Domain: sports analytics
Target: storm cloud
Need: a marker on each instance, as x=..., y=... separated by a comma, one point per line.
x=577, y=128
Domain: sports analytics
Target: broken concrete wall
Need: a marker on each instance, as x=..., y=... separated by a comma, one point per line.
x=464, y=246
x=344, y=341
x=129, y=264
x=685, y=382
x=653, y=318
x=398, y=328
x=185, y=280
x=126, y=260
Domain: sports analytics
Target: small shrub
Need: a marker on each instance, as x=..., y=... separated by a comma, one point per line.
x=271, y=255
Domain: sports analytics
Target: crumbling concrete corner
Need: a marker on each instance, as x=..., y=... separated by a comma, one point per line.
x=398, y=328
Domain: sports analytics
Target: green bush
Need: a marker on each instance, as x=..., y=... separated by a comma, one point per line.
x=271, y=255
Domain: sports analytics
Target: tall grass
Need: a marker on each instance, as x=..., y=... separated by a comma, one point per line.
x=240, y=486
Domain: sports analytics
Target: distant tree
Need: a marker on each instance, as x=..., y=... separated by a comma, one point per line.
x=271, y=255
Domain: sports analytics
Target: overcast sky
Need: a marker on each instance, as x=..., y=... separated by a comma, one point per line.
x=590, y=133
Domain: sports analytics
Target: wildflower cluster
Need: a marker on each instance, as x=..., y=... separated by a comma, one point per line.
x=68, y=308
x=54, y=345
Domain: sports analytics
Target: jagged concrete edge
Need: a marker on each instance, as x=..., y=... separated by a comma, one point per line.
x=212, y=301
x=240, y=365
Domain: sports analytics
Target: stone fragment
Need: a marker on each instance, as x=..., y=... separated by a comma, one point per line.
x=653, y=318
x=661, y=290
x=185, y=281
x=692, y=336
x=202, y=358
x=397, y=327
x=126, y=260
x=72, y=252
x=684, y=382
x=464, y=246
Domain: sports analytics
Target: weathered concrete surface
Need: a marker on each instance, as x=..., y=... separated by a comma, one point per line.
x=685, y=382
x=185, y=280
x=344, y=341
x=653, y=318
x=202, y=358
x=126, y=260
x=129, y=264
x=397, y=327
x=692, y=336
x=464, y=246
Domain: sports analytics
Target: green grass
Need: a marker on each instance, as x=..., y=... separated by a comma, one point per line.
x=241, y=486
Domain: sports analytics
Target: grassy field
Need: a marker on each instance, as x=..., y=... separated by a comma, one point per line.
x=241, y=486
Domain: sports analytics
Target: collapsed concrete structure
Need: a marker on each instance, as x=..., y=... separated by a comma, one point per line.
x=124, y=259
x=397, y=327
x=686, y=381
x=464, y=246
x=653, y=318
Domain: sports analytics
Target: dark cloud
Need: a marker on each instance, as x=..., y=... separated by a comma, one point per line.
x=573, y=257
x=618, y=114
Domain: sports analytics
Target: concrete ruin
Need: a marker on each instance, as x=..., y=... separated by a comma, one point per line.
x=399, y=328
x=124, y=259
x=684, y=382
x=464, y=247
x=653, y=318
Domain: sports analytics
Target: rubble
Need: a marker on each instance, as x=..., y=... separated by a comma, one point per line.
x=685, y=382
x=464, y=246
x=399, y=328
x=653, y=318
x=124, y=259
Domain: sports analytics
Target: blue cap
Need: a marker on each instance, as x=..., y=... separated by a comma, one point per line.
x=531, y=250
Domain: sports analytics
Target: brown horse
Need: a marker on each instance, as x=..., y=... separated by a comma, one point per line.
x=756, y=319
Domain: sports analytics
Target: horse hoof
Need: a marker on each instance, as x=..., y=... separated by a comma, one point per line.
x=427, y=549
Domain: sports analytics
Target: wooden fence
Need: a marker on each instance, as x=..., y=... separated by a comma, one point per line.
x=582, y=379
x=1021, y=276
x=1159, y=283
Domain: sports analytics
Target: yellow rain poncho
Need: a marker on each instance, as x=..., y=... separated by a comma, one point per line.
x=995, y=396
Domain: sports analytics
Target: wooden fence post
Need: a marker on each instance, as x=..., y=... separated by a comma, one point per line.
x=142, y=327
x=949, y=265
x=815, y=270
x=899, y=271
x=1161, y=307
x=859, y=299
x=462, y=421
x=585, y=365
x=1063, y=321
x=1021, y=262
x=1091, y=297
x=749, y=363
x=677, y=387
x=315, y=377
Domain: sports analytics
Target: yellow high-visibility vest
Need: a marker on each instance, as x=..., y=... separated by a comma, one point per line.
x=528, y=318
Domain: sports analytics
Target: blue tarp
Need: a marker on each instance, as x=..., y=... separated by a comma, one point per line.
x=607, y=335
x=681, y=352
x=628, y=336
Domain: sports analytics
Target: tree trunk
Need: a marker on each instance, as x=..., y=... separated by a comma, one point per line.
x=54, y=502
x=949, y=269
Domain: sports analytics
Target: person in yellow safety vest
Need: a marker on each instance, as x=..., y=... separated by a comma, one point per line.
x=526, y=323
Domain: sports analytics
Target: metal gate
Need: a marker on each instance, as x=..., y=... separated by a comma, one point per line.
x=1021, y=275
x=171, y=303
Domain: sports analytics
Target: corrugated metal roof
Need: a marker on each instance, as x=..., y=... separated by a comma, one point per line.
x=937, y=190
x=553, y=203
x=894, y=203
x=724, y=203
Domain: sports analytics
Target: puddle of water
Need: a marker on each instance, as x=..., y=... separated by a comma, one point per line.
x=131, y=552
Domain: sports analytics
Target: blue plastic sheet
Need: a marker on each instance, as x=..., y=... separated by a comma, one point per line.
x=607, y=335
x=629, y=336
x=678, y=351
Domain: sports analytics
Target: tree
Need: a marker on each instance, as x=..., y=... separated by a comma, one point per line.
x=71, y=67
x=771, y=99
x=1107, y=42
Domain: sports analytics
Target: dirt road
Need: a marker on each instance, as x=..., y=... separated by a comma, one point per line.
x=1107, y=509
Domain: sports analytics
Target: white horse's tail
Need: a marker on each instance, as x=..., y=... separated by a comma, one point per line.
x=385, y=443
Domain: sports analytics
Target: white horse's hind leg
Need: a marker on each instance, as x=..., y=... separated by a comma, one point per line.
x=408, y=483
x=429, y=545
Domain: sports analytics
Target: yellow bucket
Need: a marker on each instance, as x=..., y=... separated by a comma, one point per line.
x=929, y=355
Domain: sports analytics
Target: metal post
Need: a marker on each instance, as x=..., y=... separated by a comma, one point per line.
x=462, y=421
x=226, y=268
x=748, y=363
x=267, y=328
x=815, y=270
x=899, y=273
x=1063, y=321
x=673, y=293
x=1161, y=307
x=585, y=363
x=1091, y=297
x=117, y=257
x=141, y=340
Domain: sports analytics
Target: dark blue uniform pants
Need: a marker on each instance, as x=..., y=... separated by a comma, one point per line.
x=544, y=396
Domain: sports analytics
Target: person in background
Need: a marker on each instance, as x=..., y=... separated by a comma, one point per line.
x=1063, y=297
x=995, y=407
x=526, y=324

====

From the records above, please extract every line and repeat it exactly.

Domain: sports analytics
Target: storm cloud
Need: a marker on each instance, as x=..., y=... separated by a comma, one point per line.
x=577, y=128
Domain: sports analytics
Target: broken concrete wall
Need: a marker on each instance, as x=..., y=... separated by a comma, one point per line.
x=464, y=246
x=344, y=341
x=129, y=264
x=685, y=382
x=653, y=318
x=398, y=328
x=185, y=280
x=126, y=260
Domain: sports analytics
Target: small shrub
Need: a marker on each instance, as x=..., y=... separated by a comma, one point per line.
x=271, y=255
Domain: sports analytics
Target: crumbling concrete corner
Need: a marker on each instance, as x=..., y=... separated by a comma, one point per line.
x=398, y=328
Domain: sports analytics
Target: green bush
Need: a marker on each instance, as x=..., y=... separated by a comma, one point per line.
x=271, y=255
Domain: sports analytics
Target: tall grass
Need: a marker on each instance, as x=..., y=... separated by a comma, one point per line.
x=240, y=486
Domain: sports analytics
Target: distant tree
Need: a marker on each instance, as x=..., y=... separated by a comma, one point per line.
x=271, y=255
Domain: sports analytics
Target: overcast sky
Need: a marker on each instance, as x=..., y=... separated by a comma, one point per line.
x=590, y=133
Domain: sports analytics
Target: wildflower cluster
Need: a marker on each instance, as x=..., y=... separated by a comma, one point per line.
x=68, y=308
x=54, y=345
Domain: sports analytics
Target: jagged concrete edge
Need: a marker on each instance, as x=..., y=... separated by a comma, one point per line.
x=212, y=301
x=240, y=365
Domain: sports analytics
Target: stone fragment
Need: a marker on each instance, as x=..., y=... separated by a comma, one point per line.
x=653, y=318
x=661, y=290
x=185, y=281
x=692, y=336
x=202, y=358
x=397, y=327
x=126, y=260
x=72, y=252
x=684, y=382
x=464, y=246
Domain: sports analytics
Target: weathered concrete surface
Need: a marker on each instance, as x=..., y=... separated by a comma, one point per line.
x=685, y=382
x=185, y=280
x=344, y=341
x=653, y=318
x=202, y=358
x=126, y=260
x=129, y=264
x=397, y=327
x=692, y=336
x=464, y=246
Domain: sports analytics
Target: green grass
Need: a marker on each instance, as x=..., y=... separated by a comma, one point per line.
x=241, y=486
Domain: sports analytics
Target: grassy field
Need: a marker on each instance, as x=..., y=... separated by a comma, one point per line.
x=241, y=486
Domain: sports analytics
Target: collapsed concrete structure
Need: a marker on each instance, as x=..., y=... separated by a comma, one point per line.
x=124, y=259
x=397, y=327
x=686, y=381
x=464, y=246
x=653, y=318
Domain: sports analytics
Target: dark cloud
Need: a marker on each instance, as x=..., y=... separated by a comma, one point per line.
x=573, y=257
x=618, y=114
Domain: sports analytics
Target: concrete ruin
Need: a marker on each instance, as x=..., y=... separated by a comma, one point per line.
x=399, y=328
x=124, y=259
x=684, y=382
x=464, y=247
x=653, y=318
Domain: sports analytics
Target: rubble
Need: a marker on each instance, as x=..., y=... separated by a comma, one point per line.
x=685, y=382
x=464, y=246
x=399, y=328
x=653, y=318
x=124, y=259
Domain: sports analytics
Target: blue cap
Need: a marker on each instance, as x=..., y=... separated by a comma, one point per line.
x=531, y=250
Domain: sports analytics
Target: brown horse
Need: a marker on each instance, as x=..., y=... separated by a comma, one point per line.
x=756, y=319
Domain: sports analytics
Target: horse hoof
Need: a marker on each instance, as x=..., y=... separated by a comma, one point per line.
x=427, y=549
Domain: sports analytics
Target: wooden fence
Need: a marker on each instance, as x=..., y=... separated by a comma, one point per line.
x=582, y=379
x=1021, y=276
x=1159, y=283
Domain: sports analytics
Target: yellow rain poncho
Need: a marker on each instance, as x=..., y=... separated by a comma, one point per line.
x=995, y=396
Domain: sports analytics
Target: wooden fence post
Need: a marker on each instance, as x=..., y=... separated by a comma, one point per line.
x=142, y=327
x=949, y=265
x=815, y=270
x=899, y=271
x=1161, y=307
x=859, y=299
x=462, y=421
x=585, y=365
x=1063, y=321
x=1021, y=262
x=1091, y=297
x=749, y=363
x=677, y=387
x=315, y=377
Domain: sports analytics
Target: yellow high-visibility vest
Need: a marker on each instance, as x=..., y=... separated by a comma, one point per line.
x=528, y=318
Domain: sports analytics
Target: blue tarp
Need: a marker on each instance, as x=..., y=... separated by a comma, one point per line.
x=607, y=335
x=681, y=352
x=628, y=336
Domain: sports analytics
Target: tree trunk
Need: a marker on each instance, as x=..., y=... separated by a comma, one point per line.
x=54, y=502
x=949, y=269
Domain: sports analytics
Target: person in yellow safety vest
Need: a marker on each instance, as x=..., y=... separated by a comma, one point per line.
x=526, y=323
Domain: sports analytics
Target: metal gate
Need: a marker on each instance, as x=..., y=... separated by a comma, one point per line.
x=1021, y=275
x=171, y=303
Domain: sports analytics
Target: corrugated metal roof
Need: a marker on each instance, as x=..., y=... separated by a comma, one point per line.
x=937, y=190
x=553, y=203
x=894, y=203
x=724, y=203
Domain: sports analytics
Target: puddle of water
Need: a marker on each instance, as x=..., y=... separated by a comma, one point per line.
x=131, y=552
Domain: sports analytics
Target: blue plastic sheet
Need: a marker on each instance, as x=..., y=... separated by a comma, one point per line.
x=607, y=335
x=629, y=336
x=678, y=351
Domain: sports analytics
Target: tree
Need: a marker on each instance, as x=..., y=... separated by a comma, one point per line.
x=71, y=67
x=771, y=99
x=1107, y=42
Domain: sports analytics
Target: dirt road
Need: a marker on each instance, as x=..., y=... separated by a comma, one point per line.
x=1107, y=509
Domain: sports analytics
Target: white horse's tail
Need: a marker on each instance, as x=..., y=... separated by a comma, one point per line.
x=385, y=443
Domain: sports analytics
Target: white horse's hind leg
Need: a marker on each instance, as x=..., y=... separated by a comma, one point per line.
x=408, y=483
x=429, y=545
Domain: sports analytics
Target: yellow bucket
Need: a marker on each instance, as x=..., y=... separated by a comma, one point per line.
x=929, y=355
Domain: sports analytics
Target: metal post
Need: a marker on each instance, as x=..., y=... separated by a comma, one point per line.
x=462, y=421
x=226, y=268
x=748, y=363
x=267, y=328
x=815, y=270
x=899, y=273
x=1063, y=321
x=673, y=293
x=1161, y=307
x=585, y=363
x=1091, y=297
x=117, y=257
x=141, y=340
Domain: sports analytics
Target: dark blue uniform pants
Need: a marker on each instance, as x=..., y=... separated by a comma, one point per line.
x=544, y=396
Domain: sports analytics
Target: person in background
Need: a marker on each instance, as x=..., y=... separated by a comma, one point per line.
x=1063, y=297
x=995, y=407
x=526, y=324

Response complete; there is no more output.